> _Task goal_:
Skip the pictures, please, and write out exactly the lines from the opening of the data through the line containing "Concept: girl".
BEGIN Dataset records
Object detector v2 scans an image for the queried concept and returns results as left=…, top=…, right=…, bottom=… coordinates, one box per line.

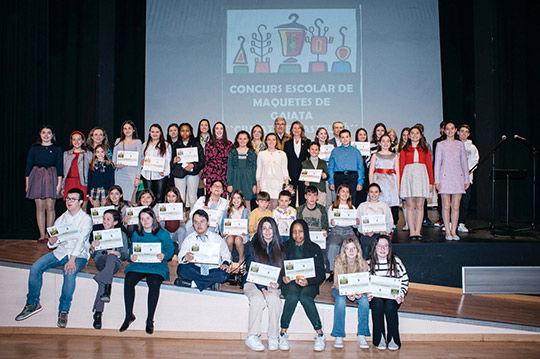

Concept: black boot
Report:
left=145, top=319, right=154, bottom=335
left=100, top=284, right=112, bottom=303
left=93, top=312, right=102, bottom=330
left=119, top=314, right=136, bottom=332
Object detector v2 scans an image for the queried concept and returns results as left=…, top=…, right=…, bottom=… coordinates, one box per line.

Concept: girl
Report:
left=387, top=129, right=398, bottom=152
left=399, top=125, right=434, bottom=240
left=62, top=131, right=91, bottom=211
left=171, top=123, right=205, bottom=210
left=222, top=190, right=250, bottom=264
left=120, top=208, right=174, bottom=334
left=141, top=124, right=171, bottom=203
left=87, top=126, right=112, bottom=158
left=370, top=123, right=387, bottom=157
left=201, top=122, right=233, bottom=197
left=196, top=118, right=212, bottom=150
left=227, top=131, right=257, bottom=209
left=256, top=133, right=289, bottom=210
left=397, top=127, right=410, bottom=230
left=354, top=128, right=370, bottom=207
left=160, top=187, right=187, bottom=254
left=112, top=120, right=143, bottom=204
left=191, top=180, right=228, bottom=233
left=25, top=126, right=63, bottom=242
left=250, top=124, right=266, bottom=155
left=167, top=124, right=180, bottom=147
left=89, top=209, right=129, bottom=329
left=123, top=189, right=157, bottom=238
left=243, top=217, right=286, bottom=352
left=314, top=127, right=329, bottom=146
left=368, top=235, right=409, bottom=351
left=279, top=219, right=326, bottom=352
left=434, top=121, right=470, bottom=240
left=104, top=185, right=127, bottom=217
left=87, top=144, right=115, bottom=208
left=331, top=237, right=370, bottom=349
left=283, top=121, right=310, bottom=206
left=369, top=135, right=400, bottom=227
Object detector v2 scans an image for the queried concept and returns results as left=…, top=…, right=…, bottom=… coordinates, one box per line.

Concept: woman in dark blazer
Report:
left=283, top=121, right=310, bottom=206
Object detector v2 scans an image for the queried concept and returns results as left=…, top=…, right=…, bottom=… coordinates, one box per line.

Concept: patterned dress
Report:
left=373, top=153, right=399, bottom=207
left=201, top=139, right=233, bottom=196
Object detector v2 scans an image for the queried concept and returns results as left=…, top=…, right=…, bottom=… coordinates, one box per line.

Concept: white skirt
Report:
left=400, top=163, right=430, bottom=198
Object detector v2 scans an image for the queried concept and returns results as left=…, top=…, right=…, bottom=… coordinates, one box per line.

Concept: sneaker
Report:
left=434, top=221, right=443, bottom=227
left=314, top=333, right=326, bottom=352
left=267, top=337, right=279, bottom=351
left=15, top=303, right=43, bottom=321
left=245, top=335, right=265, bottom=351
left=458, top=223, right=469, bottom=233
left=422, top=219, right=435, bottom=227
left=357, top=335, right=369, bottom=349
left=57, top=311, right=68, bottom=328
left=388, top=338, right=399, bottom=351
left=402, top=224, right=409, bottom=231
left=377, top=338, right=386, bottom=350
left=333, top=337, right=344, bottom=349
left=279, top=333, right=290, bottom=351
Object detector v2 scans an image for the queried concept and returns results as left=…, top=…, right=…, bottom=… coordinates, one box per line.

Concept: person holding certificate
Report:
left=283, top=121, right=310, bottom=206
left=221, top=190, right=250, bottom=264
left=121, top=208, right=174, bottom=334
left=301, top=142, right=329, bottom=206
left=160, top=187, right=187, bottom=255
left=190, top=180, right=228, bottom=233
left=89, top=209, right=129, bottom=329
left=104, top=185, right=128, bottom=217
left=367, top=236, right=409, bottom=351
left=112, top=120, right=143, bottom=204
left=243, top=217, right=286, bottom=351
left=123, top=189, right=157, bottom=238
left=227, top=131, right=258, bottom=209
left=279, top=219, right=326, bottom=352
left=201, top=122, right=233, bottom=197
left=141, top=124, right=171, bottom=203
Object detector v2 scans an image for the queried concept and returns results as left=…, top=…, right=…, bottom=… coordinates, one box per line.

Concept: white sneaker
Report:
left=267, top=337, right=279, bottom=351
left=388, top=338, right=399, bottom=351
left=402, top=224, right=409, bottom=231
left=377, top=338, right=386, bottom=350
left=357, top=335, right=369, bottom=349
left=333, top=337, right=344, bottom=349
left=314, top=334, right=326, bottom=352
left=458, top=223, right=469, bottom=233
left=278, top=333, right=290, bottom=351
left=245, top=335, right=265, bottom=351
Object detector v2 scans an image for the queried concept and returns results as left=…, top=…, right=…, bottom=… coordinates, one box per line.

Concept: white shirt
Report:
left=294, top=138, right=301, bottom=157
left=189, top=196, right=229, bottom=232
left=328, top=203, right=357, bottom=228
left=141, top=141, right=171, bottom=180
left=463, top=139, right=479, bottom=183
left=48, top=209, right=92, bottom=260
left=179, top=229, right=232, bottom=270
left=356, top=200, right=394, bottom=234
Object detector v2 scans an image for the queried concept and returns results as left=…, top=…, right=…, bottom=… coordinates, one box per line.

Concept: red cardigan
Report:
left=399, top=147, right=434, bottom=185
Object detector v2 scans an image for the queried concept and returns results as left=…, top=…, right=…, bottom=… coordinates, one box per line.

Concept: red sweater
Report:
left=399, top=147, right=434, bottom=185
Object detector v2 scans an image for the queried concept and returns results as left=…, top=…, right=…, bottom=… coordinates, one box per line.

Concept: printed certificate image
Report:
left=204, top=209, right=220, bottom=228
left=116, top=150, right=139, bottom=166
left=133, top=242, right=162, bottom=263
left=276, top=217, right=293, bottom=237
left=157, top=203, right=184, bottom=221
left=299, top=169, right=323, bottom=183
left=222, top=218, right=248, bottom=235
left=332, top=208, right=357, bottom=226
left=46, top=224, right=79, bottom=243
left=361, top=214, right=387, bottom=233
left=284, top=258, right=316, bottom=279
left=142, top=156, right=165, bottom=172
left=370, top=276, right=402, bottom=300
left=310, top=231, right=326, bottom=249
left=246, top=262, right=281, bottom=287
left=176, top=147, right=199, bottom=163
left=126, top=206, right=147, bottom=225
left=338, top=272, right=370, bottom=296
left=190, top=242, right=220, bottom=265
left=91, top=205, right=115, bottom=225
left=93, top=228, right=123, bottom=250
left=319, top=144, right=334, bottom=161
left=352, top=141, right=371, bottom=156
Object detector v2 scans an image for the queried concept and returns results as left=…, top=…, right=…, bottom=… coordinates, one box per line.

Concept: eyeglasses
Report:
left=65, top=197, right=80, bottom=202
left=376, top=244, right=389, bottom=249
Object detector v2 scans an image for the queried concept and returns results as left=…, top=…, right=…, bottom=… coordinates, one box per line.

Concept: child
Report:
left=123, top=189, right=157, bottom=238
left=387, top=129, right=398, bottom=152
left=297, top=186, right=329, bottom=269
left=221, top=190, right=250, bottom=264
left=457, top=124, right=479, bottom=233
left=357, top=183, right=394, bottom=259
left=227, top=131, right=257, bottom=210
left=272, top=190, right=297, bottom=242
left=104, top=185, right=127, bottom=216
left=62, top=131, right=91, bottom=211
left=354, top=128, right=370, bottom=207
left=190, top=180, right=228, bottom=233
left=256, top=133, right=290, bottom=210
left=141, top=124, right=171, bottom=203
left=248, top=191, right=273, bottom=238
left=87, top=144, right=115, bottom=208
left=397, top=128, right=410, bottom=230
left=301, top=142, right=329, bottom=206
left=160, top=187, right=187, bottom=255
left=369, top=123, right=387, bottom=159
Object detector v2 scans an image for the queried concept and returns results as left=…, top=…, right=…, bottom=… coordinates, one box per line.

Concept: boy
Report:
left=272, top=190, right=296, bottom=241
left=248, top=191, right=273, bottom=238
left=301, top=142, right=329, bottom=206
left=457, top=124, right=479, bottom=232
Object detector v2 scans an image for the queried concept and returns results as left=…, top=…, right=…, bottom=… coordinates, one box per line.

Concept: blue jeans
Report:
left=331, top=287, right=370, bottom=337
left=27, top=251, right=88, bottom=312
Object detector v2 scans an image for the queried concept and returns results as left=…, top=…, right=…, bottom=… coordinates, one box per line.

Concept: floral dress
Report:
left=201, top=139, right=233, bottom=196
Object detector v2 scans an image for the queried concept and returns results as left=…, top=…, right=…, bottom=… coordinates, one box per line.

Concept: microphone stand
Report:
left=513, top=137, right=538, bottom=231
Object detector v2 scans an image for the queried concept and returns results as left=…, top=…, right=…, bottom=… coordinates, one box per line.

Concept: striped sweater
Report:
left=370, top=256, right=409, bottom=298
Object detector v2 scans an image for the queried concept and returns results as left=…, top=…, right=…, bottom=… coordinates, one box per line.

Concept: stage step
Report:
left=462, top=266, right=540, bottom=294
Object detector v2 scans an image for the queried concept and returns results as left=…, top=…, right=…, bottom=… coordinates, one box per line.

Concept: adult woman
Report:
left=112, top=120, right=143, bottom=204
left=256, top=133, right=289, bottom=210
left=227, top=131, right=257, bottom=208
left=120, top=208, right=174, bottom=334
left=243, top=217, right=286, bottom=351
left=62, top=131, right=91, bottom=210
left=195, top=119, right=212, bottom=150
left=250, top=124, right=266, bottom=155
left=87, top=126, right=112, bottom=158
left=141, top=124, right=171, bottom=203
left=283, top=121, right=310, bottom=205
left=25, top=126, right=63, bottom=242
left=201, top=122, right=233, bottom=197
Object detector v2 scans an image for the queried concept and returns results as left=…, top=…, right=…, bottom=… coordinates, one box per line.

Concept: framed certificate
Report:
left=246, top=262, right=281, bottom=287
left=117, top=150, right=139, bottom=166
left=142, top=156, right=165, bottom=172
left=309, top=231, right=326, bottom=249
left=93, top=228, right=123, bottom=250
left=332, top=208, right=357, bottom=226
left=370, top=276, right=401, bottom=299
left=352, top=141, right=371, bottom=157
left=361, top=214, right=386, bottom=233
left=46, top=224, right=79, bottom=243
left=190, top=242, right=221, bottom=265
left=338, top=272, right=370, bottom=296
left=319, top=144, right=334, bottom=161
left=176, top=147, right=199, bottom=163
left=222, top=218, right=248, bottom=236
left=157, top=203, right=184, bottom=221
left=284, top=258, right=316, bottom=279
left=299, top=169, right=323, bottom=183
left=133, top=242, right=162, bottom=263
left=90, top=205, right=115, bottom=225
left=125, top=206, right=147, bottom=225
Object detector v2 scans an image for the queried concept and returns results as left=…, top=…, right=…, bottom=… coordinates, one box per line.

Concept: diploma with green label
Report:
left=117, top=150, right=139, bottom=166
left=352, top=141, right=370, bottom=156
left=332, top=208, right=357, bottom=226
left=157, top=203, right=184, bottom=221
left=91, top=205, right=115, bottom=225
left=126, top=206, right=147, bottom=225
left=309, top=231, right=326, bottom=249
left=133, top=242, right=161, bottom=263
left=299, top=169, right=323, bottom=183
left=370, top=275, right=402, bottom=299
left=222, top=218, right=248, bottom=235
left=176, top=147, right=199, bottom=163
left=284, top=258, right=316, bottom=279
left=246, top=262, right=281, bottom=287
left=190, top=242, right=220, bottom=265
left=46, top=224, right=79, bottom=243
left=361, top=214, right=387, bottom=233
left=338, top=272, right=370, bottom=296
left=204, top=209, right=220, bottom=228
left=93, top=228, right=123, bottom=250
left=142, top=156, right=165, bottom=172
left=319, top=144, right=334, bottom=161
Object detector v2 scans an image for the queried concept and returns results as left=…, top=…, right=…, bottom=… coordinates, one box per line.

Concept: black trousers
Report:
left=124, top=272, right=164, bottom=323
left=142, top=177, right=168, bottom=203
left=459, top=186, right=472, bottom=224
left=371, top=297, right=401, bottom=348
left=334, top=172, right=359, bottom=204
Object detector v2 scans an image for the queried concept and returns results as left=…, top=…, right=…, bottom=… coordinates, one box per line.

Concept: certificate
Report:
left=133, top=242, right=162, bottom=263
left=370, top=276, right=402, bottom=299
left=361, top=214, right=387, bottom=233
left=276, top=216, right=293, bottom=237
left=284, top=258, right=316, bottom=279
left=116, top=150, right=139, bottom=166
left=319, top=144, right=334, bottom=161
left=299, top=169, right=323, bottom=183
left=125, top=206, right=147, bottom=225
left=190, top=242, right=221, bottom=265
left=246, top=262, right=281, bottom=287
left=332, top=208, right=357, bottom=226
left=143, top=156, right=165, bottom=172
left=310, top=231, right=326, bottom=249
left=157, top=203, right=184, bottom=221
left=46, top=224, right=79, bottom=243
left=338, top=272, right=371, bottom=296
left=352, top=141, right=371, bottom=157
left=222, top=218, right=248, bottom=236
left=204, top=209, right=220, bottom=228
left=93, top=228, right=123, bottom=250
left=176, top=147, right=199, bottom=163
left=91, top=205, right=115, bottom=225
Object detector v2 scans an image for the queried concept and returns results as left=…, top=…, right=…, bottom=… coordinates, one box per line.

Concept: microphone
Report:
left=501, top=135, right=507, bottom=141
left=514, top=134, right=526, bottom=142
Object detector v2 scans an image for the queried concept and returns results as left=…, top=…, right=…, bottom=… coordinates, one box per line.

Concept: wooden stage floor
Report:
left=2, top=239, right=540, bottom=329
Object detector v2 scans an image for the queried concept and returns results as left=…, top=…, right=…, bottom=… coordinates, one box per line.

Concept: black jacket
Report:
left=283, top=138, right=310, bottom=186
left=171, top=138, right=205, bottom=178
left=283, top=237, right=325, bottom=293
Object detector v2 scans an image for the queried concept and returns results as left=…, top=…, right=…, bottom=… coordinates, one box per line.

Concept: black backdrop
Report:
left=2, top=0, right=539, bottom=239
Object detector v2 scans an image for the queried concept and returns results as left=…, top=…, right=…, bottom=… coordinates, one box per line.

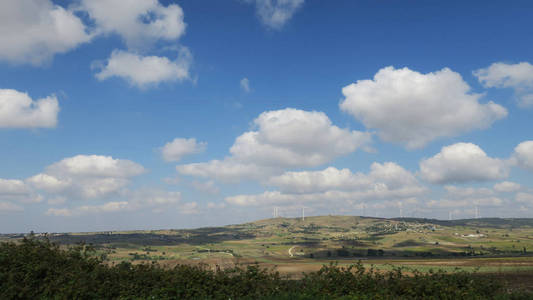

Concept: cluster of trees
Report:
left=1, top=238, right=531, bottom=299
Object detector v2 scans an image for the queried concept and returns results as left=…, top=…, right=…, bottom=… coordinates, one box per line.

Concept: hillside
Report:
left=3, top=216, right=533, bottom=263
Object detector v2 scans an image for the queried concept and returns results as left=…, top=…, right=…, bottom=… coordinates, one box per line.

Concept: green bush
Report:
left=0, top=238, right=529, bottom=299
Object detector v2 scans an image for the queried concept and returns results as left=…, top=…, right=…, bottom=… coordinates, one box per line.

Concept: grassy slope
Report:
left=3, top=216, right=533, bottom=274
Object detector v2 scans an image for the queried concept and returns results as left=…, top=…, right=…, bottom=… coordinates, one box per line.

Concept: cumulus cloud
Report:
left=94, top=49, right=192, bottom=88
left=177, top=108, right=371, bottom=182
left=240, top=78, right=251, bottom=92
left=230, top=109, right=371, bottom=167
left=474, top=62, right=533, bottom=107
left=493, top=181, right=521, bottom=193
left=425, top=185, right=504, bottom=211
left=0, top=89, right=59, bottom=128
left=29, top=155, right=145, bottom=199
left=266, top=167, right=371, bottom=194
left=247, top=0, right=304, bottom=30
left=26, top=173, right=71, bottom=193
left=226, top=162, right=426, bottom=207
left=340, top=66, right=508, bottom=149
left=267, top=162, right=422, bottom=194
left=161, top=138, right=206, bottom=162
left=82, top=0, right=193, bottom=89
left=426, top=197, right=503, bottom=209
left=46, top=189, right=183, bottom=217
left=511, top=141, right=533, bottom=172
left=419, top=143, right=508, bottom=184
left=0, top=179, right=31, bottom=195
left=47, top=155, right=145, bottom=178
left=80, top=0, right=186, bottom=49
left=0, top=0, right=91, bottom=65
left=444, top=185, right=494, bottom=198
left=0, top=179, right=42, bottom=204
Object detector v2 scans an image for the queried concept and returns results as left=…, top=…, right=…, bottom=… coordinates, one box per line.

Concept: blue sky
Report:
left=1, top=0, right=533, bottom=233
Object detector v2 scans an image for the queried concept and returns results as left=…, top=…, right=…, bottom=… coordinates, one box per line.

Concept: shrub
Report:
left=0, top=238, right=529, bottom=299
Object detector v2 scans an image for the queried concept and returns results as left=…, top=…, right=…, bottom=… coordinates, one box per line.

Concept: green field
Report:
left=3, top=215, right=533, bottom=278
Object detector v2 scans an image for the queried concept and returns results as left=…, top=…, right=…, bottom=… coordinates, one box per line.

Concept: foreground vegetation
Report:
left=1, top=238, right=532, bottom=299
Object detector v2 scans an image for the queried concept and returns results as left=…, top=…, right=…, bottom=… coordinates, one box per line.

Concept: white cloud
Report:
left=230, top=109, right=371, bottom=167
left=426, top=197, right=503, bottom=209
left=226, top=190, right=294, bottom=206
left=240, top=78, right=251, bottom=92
END Dataset records
> _Result below_:
Object detector v2 scans an image for the queried concept and returns results as left=…, top=…, right=…, bottom=… coordinates, one box per line.


Concept: black boot
Report:
left=145, top=319, right=154, bottom=335
left=100, top=284, right=112, bottom=303
left=93, top=312, right=102, bottom=330
left=119, top=314, right=136, bottom=332
Object detector v2 scans an image for the queried concept and returns results as left=…, top=…, right=…, bottom=… coordinates, one box per line.

Concept: girl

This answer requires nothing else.